- Assignment -
Repeat the data exactly, with every line included.

- Supplied information -

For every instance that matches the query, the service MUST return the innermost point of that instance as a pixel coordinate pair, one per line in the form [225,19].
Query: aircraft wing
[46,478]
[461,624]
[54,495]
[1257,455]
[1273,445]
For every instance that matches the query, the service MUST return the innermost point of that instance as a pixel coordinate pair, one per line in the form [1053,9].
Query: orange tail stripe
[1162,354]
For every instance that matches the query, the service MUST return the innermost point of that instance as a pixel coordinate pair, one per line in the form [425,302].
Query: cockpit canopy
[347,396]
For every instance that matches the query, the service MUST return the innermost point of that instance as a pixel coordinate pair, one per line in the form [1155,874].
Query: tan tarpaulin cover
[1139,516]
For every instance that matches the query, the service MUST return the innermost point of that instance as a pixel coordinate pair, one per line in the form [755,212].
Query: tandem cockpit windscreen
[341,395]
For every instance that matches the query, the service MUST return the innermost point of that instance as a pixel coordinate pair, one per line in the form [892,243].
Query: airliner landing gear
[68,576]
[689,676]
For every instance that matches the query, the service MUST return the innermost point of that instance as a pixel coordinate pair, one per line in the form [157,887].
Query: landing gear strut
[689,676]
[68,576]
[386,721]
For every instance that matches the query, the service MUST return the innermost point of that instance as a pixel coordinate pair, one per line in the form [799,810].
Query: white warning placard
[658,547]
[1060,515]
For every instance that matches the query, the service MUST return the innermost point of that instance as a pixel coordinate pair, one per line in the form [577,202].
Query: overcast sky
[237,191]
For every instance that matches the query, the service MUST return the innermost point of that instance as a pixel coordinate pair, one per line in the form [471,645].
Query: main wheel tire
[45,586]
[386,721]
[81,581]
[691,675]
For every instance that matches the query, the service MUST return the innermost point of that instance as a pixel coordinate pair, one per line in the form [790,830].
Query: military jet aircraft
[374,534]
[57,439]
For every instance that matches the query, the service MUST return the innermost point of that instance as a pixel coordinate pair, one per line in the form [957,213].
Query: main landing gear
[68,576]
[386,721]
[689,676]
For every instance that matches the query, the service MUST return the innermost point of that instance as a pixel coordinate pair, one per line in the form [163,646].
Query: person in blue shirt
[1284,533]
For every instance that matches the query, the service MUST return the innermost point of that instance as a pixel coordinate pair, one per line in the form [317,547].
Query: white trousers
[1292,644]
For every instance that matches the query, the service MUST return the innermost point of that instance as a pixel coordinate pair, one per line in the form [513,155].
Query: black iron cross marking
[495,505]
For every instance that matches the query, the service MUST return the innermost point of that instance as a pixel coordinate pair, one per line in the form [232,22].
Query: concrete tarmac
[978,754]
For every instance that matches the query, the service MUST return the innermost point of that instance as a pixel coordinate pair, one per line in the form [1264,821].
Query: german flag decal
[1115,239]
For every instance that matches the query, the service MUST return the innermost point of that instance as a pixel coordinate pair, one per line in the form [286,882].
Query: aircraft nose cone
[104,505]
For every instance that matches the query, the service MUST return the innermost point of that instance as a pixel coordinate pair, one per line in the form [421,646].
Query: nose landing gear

- Result of the task -
For every instance that matches the query, the service MUST return the innermost point of that instance as a pixel coordinate pair, one per line in the form [225,19].
Query: aircraft wing
[46,478]
[461,624]
[54,495]
[1257,455]
[1273,445]
For every instance that matches the query, the service MUST return the innermost point of that instance as a pixel coordinate pair, one per line in the form [1053,9].
Query: orange tail stripe
[1162,354]
For every instance that matches the query, the service MUST return the innermost point of that instance as a pixel coordinate pair, one per line in the form [425,302].
Query: cockpit canopy
[347,396]
For every instance that matches the query, the service MUST return the innermost point of that instance as a pixel coordinate pair, one per line in the form [1155,874].
Query: tan tarpaulin cover
[1139,516]
For every instance that matches the query, the service MUST return the innermost point of that instance as a pixel coordinate pair, one per line in the form [755,212].
Query: tandem cockpit windscreen
[341,395]
For every instance that matches the query, the service MUST return the innermost point of that instance as a pixel coordinate pair, one per line in the form [892,243].
Query: airliner landing gear
[68,576]
[689,676]
For every instance that matches the query, the service MUST return the innermost point of that instance as a pixel coordinate pair, one per line in the form [157,887].
Query: landing gear strut
[689,676]
[68,576]
[386,721]
For every instance that matches the query, the service MUST return the innermost point of that instance as a pixel coordinate pair, one per line in the form [799,810].
Query: white warning placard
[658,547]
[1060,515]
For every instance that matches the query, the service MUST return the innermost point of that instance as a pixel coordinate pair, one per line in the form [577,202].
Query: overcast sky
[237,191]
For every instance that matches the query, the service MUST return the innermost point of that instance as a pixel coordinate pair, one per line in the form [471,645].
Query: main wheel tire
[45,586]
[386,721]
[81,581]
[691,675]
For every instance that matches the query, the service MUST return the innermost point of that instance as a pixel coordinate pair, one per line in the form [790,830].
Query: military jet aircraft
[374,534]
[57,439]
For every instance that matches the query, the service MUST return the innermost point of that instance as a pixel coordinate pair, one per line in the form [957,213].
Query: main landing gear
[68,576]
[386,721]
[689,676]
For every instance that matches the query, the service MUST return the innermost point of that instance as a pixel coordinate pair, one per line in the form [163,646].
Query: person in blue shirt
[1284,533]
For every instance that matches the query, the service MUST return the innermost point of that instance as a pixel coordinate pair, one per line in the form [317,547].
Query: white trousers
[1292,644]
For every instance that matches the query, the service MUST return the innermost point of that instance as a pixel coordinate pair, one per line in the form [513,155].
Query: black iron cross marking
[495,505]
For every instance that matches the query, the service MUST return the innermost point of that instance as a pixel coordinate pair, one per line in the form [232,22].
Query: concrete tarmac
[978,754]
For every instance that matches the query, the service MUST return the innermost point of that instance as a pixel coordinate pair, one per line in the form [1264,821].
Query: german flag decal
[1115,239]
For every instance that matches the query, the service MUST return the innermost point of that instance as a pixel coordinate pair, one per line in the form [286,882].
Query: aircraft nose cone
[104,505]
For every instance that matches the query, the service MUST return the innermost point of that instance as a pixel coordinate pair, one per line in the form [421,646].
Query: nose landing gear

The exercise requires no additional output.